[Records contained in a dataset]

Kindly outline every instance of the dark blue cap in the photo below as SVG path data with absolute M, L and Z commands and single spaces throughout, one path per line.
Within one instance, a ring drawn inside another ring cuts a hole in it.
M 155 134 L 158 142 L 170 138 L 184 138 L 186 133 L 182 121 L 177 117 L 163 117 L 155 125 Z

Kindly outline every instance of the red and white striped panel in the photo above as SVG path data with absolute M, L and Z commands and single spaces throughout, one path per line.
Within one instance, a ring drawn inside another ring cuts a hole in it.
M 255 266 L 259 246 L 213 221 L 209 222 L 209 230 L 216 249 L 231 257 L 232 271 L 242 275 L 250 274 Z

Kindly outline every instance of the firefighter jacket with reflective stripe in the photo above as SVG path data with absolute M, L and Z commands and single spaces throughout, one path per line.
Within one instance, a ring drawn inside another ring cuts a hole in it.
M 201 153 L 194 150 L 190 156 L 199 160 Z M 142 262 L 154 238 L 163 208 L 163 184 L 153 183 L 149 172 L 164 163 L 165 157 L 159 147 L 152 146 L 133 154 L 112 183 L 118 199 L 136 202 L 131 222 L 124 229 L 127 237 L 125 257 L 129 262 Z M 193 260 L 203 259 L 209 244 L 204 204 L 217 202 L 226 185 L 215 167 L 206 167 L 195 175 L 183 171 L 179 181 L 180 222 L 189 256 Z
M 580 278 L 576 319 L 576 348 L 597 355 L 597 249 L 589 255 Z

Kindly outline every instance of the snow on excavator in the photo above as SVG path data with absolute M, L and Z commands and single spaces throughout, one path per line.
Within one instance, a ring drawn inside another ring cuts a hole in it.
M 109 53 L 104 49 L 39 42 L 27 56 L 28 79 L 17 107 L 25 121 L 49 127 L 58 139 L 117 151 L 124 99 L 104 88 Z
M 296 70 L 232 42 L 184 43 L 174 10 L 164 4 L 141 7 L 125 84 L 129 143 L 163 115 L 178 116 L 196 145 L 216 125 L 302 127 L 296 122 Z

- DIRECTIONS FOR THIS TASK
Reproduce each record above exactly, keeping every word as it stands.

- REPLY TO THE EXERCISE
Kindly outline every instance of the dark blue cap in the photo below as SVG path data with absolute M, L and Z commands and single spaces throughout, one path per line.
Within one instance, a ring drawn inside another ring cuts a hole in it.
M 155 134 L 158 142 L 170 138 L 184 138 L 186 133 L 182 121 L 177 117 L 163 117 L 155 125 Z

Kindly outline every instance of the red and white striped panel in the photo above as SVG path data with absolute M, L and Z commands and single spaces throughout, one path per line.
Within one instance, a ring drawn inside another ring cuts a hole in it.
M 255 266 L 259 246 L 213 221 L 209 222 L 209 230 L 216 249 L 231 257 L 232 271 L 242 275 L 250 274 Z

Kindly outline every instance of the firefighter jacket with reflective stripe in the photo above as SVG path data with absolute M, L and Z commands and single spaces throughout, one path per line.
Within one instance, a ring drawn inside another ring cuts a hole in it.
M 201 153 L 194 150 L 190 156 L 199 160 Z M 142 262 L 154 238 L 163 208 L 163 184 L 153 183 L 149 172 L 164 163 L 165 157 L 159 147 L 152 146 L 133 154 L 112 183 L 118 199 L 136 202 L 131 222 L 124 229 L 127 237 L 125 257 L 129 262 Z M 193 260 L 203 259 L 209 244 L 204 204 L 217 202 L 226 185 L 215 167 L 206 167 L 195 175 L 183 171 L 179 181 L 180 222 L 189 256 Z
M 580 278 L 576 319 L 576 348 L 597 355 L 597 249 L 589 255 Z

Kindly outline every instance of the snow on excavator in the photo above as SVG path data with absolute M, L and Z commands and single spaces throughout, one path per line.
Within one instance, a ring drawn inside another ring cuts a hole in it.
M 109 53 L 104 49 L 39 42 L 27 56 L 28 79 L 17 107 L 25 121 L 49 127 L 58 139 L 117 151 L 124 99 L 104 88 Z
M 296 70 L 232 42 L 184 43 L 174 10 L 164 4 L 141 7 L 125 84 L 129 143 L 163 115 L 178 116 L 196 145 L 216 125 L 302 127 L 296 122 Z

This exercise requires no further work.